— Start —

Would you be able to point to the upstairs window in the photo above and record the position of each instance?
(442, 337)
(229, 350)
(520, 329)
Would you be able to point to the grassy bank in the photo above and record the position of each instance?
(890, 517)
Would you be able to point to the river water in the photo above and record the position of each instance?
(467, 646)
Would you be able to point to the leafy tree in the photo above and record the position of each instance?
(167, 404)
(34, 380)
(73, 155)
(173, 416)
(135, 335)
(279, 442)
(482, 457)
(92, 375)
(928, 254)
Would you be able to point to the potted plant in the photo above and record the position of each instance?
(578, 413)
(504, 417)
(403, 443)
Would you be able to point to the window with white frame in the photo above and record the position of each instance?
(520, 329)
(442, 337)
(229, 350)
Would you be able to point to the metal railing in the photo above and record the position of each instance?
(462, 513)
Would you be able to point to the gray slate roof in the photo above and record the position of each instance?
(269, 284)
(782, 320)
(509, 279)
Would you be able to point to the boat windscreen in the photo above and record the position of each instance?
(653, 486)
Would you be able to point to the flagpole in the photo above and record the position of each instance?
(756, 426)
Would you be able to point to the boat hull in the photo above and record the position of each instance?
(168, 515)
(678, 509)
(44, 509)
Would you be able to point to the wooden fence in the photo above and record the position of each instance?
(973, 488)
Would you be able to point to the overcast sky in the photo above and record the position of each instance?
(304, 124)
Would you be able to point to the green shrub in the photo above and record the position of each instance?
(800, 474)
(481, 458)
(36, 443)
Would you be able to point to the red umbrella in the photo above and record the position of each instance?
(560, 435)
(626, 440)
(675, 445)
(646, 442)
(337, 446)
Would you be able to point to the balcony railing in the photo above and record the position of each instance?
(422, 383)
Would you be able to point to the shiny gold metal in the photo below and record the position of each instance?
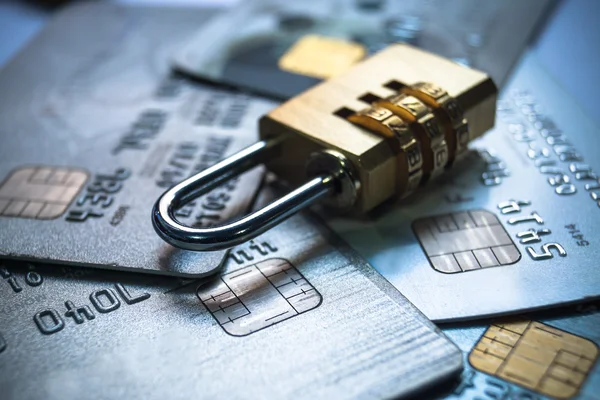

— End —

What you should do
Please repeat every entry above word for word, leaving the pictures out of your answer.

The completed task
Would you be able to point to the upstairs window in the photo above and record the position of each instance?
(442, 337)
(229, 350)
(520, 329)
Would you be able to point to the grassy bank in the photo above and record the position of each instance?
(890, 517)
Would you be able to point to the river water in the photo above and record the position of each instance?
(467, 646)
Would you be able to point to the leafy tree in the photo above and record the position of each instance?
(167, 404)
(34, 380)
(73, 155)
(173, 416)
(135, 335)
(279, 442)
(482, 457)
(92, 375)
(928, 254)
Would you be able to point to the potted plant in the photo above and record the position of each instance?
(578, 413)
(504, 417)
(403, 443)
Would you be able to point to the window with white frame in the photo above and record the position of each instance?
(520, 329)
(442, 337)
(229, 350)
Would you be able to point to the metal railing in the photo above and record the position of each instance?
(462, 513)
Would you be able to point to the gray slate roof in the photo above and record the position of each instance?
(269, 284)
(782, 320)
(509, 279)
Would you be able to point to the boat windscreen in the photo above and record the position of each instance?
(653, 486)
Would you be able to point to the flagpole in the photo above and record the position of each instance?
(756, 426)
Would you be able to point to the boat hull in the photo above and record the position of each instance?
(168, 515)
(678, 509)
(44, 509)
Would you be able to point to the wooden fence in the photo above and record the position of each instance?
(973, 488)
Would you be able to point to the overcast sky in the photo above and record the position of each instance?
(304, 124)
Would you be able to point to the green shrub in the photo above and record the position of each instance?
(800, 474)
(481, 458)
(36, 443)
Would you be able to point to the red umbrella in the photo above and record the position of each instance?
(560, 435)
(626, 440)
(675, 445)
(646, 442)
(337, 446)
Would you be able to point to the balcony railing in the photo above and record the position of each instance?
(422, 383)
Would you be able to point to the shiny gold metal in the photo below and record the position of each instance?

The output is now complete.